### TASKS TO PERFORM
**A.** Transcribe the boxing text starting with "Naoya Inoue and" and going on through "in his career.".
**B.** For each statement, answer yes or no according to the boxing text and quote the words that settle it. (i) Nery fights as a southpaw. (ii) Inoue had been knocked down earlier in his career. (iii) Inoue kept his title with a knockout in the sixth round.

Naoya Inoue and Luis Nery worked out of a brief clinch, and the southpaw Nery was crouched slightly lower than Inoue. Seeing his opponent’s head at shoulder level, Inoue popped him in the chin with a short left uppercut, but there wasn’t much on it — not enough to deter Nery from letting loose with a full-force left cross. And with Inoue’s right glove lowered as he wound up to follow his left uppercut with a right cross, Nery’s left landed perfectly on the junior featherweight champion’s exposed jaw, twisting him 180 degrees as he spun counterclockwise to the canvas for the first time in his career.

 

Just like that, with the most momentary of mistakes met by a world-class fighter having the instinct and ability to take advantage of it in a split second, we were treated to one of the great dramas in boxing: the shock knockdown.

 

And every shock knockdown opens the door for the possibility of another of this sport’s uniquely stirring rushes: the off-the-canvas comeback.

 

Inoue pulled that off as well as could have been expected, rising, recovering, knocking Nery down three times, and retaining his championship by violent sixth-round knockout.

 

The whole thing was a thrill to watch, and the knockdown suffered by “The Monster” made it stand out from all of his other pound-for-pound-worthy destructions. It was a magnificently dramatic affair — at least, by Inoue’s dominant standards.

 

But does it crack the pantheon of great off-the-deck moments in boxing history? In a sport whose rules are nearly as old as Don King and Bob Arum combined, that's a high bar.

 

Here, a collection of the most impossible standards of drama that Inoue KO 6 Nery is up against. The rules are simple — anyone who’s ever heard a Chumbawamba song knows them. A fighter gets knocked down forcefully (flash knockdowns need not apply), but improbably gets up and fights back. He doesn’t necessarily need to have won the fight in the end — though that helps. But he does need to have defied expectations with his performance and degree of success following his butt, back, head, or all of the above crashing to the canvas.

### Records from a data collection
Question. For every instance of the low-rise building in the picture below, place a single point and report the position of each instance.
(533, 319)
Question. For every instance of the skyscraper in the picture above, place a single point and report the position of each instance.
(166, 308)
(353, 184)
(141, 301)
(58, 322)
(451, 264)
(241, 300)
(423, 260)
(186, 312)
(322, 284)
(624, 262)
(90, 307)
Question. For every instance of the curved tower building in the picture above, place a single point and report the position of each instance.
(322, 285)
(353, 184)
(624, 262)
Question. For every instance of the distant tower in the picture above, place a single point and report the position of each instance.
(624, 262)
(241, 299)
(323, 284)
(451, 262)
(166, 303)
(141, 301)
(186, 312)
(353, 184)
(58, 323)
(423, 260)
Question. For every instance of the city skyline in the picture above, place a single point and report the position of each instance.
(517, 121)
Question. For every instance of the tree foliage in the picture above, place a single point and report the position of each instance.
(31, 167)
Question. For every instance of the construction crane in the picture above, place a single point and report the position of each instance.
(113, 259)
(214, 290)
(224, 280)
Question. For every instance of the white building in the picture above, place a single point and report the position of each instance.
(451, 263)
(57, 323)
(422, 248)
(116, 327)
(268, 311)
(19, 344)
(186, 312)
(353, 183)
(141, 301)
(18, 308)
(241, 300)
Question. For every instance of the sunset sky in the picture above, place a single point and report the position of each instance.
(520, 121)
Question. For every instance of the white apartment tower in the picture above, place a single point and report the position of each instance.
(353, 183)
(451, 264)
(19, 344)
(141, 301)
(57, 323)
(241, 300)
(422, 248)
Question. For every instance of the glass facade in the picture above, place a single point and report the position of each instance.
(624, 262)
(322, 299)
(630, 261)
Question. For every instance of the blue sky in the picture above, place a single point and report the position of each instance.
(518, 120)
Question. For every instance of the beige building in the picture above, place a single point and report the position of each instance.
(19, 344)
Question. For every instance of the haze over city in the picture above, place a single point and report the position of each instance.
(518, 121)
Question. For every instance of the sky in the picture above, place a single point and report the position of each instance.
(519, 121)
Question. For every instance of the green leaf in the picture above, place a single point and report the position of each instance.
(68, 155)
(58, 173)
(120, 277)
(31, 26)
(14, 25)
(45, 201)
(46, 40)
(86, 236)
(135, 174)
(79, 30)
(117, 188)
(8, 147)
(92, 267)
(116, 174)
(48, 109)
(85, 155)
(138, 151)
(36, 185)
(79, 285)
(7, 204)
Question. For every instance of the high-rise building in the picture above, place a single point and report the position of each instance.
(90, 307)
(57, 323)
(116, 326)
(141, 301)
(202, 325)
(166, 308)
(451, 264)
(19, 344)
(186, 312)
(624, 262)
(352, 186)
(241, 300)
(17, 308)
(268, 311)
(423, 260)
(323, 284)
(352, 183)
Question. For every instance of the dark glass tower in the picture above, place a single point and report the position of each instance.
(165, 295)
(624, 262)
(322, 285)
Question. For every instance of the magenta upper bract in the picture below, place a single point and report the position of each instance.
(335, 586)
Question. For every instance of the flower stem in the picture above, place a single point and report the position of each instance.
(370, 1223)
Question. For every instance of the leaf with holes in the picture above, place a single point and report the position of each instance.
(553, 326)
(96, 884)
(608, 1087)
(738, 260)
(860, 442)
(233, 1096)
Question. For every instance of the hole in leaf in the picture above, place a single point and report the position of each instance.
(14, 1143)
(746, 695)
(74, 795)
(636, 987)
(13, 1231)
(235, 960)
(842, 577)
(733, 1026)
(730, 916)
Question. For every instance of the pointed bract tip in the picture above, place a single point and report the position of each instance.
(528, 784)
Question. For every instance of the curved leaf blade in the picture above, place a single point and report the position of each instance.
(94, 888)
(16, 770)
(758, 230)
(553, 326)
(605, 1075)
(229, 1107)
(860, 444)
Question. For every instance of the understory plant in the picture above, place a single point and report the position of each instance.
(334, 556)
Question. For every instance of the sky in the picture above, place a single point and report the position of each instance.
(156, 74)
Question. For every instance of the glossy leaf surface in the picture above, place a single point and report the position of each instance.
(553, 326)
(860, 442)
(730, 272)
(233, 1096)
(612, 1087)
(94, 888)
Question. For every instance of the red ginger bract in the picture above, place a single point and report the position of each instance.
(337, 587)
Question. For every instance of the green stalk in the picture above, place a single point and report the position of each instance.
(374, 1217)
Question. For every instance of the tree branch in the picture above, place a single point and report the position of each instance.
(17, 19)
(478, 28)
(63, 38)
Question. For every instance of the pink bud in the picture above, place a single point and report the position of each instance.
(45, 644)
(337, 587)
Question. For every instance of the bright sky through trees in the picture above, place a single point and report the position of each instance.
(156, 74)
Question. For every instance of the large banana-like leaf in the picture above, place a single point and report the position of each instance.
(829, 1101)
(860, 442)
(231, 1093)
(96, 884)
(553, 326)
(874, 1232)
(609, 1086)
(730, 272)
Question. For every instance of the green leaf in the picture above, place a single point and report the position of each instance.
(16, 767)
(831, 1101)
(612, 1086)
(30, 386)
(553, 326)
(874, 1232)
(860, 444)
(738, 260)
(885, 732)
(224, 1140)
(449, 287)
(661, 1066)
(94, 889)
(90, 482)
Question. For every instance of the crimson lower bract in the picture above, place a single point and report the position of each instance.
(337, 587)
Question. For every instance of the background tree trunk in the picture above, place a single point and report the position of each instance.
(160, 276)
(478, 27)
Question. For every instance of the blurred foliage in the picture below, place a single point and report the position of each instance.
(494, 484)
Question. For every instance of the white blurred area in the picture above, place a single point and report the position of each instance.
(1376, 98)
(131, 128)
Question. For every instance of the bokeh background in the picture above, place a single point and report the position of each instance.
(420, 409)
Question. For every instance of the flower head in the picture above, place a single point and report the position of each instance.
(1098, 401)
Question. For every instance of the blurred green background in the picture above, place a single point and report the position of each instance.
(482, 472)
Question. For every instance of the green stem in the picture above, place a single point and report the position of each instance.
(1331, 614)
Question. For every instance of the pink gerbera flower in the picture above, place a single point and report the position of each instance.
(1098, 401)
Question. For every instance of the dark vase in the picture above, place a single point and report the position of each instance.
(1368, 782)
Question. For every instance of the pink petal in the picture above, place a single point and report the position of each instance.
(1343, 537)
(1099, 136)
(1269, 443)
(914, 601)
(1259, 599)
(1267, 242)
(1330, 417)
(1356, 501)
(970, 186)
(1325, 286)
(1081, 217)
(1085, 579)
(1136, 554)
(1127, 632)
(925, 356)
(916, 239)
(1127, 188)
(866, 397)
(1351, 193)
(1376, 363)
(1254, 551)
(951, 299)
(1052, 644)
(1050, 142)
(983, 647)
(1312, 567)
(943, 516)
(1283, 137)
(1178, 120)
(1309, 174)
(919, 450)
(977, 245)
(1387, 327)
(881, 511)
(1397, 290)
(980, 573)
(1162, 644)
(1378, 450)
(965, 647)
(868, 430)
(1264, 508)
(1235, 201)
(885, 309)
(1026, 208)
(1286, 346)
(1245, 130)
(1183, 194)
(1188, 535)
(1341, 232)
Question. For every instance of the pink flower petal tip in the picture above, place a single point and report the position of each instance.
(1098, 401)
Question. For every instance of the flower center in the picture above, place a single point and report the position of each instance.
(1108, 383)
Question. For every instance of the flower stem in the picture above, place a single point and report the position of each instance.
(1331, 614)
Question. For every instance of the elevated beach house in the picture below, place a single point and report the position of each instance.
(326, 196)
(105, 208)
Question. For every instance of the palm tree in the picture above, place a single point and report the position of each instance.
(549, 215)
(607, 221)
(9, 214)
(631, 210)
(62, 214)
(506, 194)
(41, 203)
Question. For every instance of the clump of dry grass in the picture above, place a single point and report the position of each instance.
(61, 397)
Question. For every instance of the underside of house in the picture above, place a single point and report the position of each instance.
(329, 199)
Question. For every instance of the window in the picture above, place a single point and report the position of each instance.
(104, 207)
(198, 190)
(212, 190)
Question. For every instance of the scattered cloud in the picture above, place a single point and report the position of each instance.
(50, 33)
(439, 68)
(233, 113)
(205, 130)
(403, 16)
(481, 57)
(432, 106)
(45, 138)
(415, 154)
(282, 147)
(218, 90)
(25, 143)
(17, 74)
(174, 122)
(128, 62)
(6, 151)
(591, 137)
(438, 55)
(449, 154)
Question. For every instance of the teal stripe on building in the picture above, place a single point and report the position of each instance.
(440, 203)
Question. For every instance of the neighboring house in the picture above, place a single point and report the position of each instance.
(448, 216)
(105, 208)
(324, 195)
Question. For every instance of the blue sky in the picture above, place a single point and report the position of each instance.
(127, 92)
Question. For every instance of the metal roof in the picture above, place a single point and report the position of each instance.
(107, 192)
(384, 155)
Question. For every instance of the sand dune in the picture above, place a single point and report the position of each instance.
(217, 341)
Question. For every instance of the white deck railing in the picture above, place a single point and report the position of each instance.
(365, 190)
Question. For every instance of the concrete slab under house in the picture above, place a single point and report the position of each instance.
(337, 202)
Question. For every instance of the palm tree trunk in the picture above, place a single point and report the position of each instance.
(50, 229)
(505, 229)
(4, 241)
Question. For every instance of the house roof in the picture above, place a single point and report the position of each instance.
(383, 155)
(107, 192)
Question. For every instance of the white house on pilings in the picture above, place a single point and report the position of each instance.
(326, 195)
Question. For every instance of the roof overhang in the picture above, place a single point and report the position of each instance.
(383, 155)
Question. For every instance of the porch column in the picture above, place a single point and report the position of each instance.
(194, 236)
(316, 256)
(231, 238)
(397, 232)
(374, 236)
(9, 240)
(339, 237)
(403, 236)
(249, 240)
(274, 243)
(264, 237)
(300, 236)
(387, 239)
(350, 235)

### EXERCISE ANSWERS
**A.**
Naoya Inoue and Luis Nery worked out of a brief clinch, and the southpaw Nery was crouched slightly lower than Inoue. Seeing his opponent’s head at shoulder level, Inoue popped him in the chin with a short left uppercut, but there wasn’t much on it — not enough to deter Nery from letting loose with a full-force left cross. And with Inoue’s right glove lowered as he wound up to follow his left uppercut with a right cross, Nery’s left landed perfectly on the junior featherweight champion’s exposed jaw, twisting him 180 degrees as he spun counterclockwise to the canvas for the first time in his career.

**B.**
(i) Yes: "the southpaw Nery"
(ii) No: "for the first time in his career"
(iii) Yes: "retaining his championship by violent sixth-round knockout"